> [EXCERPT PROVIDED]:

────────────────────

An annual report from a regional Federal Reserve bank is typically a collection of banalities and clichés with some pictures of local worthies who serve on the board.
And so it is with this year's annual report from the Federal Reserve Bank of Dallas, whose pages are graced by the smiling, stolid portraits of board members who run local companies like Whataburger Restaurants.
But the text is something else entirely. It's a radical indictment of the nation's financial system. The lead essay, which is endorsed by the president of the Dallas Fed, contends that despite the great crisis of 2008, a cartel of megabanks is still hindering the economic recovery and the institutions remain too big to fail.
The country's biggest banks look much as they did before the 2008 financial crisis -- only bigger. They have "increased oligopoly power" and "remain difficult to control because they have the lawyers and the money to resist the pressures of federal regulation," Harvey Rosenblum, the head of the Dallas Fed's research department, wrote in the essay.
Having seen the biggest banks make risky bets, crush the economy and get rewarded leaves "a residue of distrust for the government, the banking system, the Fed and capitalism itself," Mr. Rosenblum wrote.
It's one thing for the Occupy movement to point out how bailing out the biggest banks -- with little cost to their executives or shareholders and creditors -- has demolished credibility. It's quite another for top officials in the Federal Reserve system to put it in an annual report.
As for Dodd-Frank's "resolution authority" -- the power to dissolve big financial institutions that Barney Frank famously hailed as a death panel for banks -- well, not so much. "For all its bluster, Dodd-Frank leaves TBTF entrenched," Mr. Rosenblum wrote, using the acronym for "too big to fail."
Yes, Dodd Frank has mechanisms in place to prevent taxpayer bailouts of the largest banks, he concedes. Banks are supposed to have "living wills" that explain how they could be seized and wound down while minimizing the use of taxpayer money.
But the Dallas Fed is deeply skeptical that this would work in real life.

────────────────────

Items from a data source

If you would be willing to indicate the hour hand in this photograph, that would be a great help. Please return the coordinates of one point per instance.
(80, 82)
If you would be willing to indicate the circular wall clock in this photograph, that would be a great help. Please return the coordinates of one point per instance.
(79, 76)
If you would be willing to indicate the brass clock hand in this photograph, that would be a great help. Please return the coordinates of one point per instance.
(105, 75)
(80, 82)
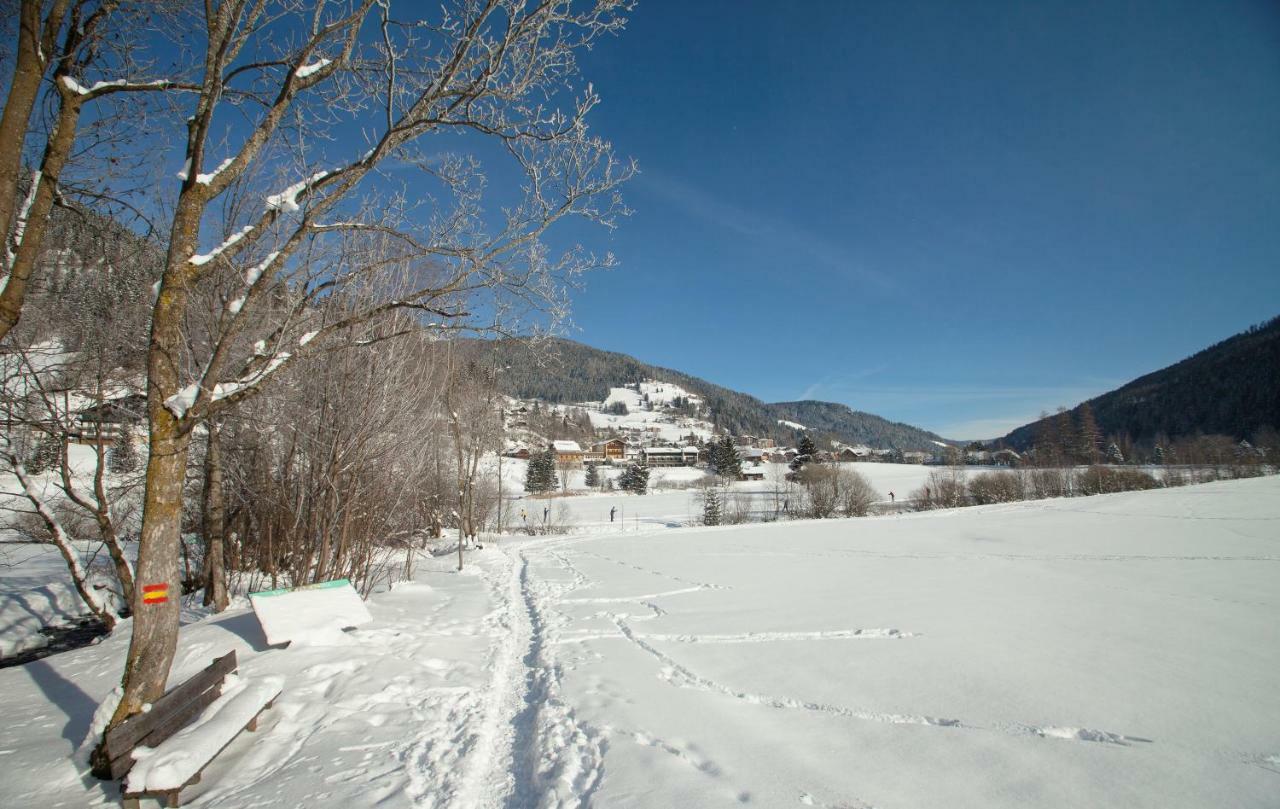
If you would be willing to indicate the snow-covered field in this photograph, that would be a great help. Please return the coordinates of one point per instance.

────────────────────

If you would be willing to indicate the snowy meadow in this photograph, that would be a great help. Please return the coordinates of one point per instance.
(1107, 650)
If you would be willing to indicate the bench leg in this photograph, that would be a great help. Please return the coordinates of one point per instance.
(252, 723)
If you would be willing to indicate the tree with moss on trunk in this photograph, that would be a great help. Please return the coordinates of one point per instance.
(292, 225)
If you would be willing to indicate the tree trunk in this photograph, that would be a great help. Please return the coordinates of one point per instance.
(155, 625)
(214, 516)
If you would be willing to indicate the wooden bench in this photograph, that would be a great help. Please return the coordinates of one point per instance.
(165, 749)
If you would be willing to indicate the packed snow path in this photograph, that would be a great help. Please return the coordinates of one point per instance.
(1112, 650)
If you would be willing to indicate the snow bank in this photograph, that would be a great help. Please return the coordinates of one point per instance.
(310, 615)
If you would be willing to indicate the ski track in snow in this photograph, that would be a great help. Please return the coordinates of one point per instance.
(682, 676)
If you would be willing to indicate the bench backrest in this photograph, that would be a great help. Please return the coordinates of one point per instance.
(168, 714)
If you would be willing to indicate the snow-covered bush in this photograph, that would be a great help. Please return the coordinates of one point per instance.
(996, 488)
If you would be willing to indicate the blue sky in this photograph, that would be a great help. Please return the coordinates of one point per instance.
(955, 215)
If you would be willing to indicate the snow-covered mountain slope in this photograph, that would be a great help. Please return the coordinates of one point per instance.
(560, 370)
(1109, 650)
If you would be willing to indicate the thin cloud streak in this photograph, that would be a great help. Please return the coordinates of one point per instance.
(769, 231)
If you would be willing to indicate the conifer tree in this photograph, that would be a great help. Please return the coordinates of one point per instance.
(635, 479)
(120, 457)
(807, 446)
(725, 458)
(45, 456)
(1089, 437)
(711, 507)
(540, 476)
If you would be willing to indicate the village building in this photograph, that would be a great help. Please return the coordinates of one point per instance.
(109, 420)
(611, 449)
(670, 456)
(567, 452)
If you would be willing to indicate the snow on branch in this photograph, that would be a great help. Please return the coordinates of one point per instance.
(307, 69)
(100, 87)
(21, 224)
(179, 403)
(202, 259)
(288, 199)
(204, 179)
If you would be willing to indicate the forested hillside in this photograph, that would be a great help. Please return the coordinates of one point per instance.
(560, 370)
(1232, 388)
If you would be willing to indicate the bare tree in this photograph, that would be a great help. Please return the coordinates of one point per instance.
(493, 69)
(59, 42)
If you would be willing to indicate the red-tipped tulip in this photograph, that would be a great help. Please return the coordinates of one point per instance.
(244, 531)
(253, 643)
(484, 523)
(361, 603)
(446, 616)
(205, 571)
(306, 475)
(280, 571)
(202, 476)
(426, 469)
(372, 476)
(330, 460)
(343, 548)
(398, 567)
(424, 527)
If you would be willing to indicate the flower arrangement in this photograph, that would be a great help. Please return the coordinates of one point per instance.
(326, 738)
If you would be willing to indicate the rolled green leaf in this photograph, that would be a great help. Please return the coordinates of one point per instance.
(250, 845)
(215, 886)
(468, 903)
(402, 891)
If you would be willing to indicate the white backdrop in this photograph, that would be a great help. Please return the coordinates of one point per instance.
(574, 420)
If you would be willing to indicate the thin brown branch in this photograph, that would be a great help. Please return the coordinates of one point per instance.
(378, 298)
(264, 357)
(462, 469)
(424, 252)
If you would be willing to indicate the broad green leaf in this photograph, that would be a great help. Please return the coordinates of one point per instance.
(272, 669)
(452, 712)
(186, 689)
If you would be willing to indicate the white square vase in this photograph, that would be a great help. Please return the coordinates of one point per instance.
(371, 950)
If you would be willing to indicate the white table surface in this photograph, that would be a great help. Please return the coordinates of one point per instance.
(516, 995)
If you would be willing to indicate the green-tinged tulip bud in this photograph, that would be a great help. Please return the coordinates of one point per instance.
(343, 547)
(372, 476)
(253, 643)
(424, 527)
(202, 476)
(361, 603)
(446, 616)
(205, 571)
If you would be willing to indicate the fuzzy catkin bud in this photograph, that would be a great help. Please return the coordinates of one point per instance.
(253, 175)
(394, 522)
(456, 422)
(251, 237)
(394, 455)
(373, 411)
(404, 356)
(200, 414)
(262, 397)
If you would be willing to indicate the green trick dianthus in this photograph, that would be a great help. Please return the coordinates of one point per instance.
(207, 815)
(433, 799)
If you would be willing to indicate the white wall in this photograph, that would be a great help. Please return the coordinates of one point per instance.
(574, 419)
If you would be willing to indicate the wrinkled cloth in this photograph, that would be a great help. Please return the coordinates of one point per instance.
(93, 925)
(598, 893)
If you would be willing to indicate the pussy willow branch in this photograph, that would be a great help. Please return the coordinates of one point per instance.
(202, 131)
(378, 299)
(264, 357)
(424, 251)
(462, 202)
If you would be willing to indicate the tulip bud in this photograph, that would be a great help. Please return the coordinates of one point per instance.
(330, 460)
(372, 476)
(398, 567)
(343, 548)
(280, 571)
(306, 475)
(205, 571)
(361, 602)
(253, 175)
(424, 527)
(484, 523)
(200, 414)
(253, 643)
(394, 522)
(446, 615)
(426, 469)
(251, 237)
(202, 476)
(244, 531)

────────────────────

> [WRITTEN REQUEST 1]: According to the Dallas Fed article, who heads the research department of the Federal Reserve Bank of Dallas?
> [WRITTEN REQUEST 2]: Write a continuation of the Dallas Fed article, picking up right after its final sentence.

> [WRITTEN RESPONSE 1]: Harvey Rosenblum

> [WRITTEN RESPONSE 2]:
"We know under the current structure that the government would be called on once again," the president of the Dallas Fed, Richard W. Fisher, told me. He has been giving a series of speeches about the continuing problem of "too big to fail."
The biggest banks are like Aspen trees (to borrow a famous, but incorrect, metaphor made by Scooter Libby in a different context): their roots are intertwined and they turn color at the same time. "If you believe the next time the problem will center on one institution and one only, I cross my fingers and am reasonably confident" that regulators will be able to liquidate it in an orderly fashion, Mr. Rosenblum told me. But that one institution would have to be largely in one market, with few lines of business and few connections to other institutions.
Obviously, there's almost no giant financial institution that fits that description. It's more likely that the next crisis will be similar to this one, one with "too many to fail," Mr. Rosenblum contends.
Another problem, the report points out, is that the decision now doesn't rest with the Fed or some institution that has some slight hope of being neutral, but with the Treasury secretary and the president. In other words, saving a big bank now will be even more political than before. Sure, some future president could act courageously, but the Federal Reserve bankers in Texas aren't so naïve as to see that as likely.
Crucially, the Dallas Fed argues that these problems are making the system vulnerable to a future crisis and that the financial oligopoly is undermining the economic recovery and the Fed's efforts to revive growth.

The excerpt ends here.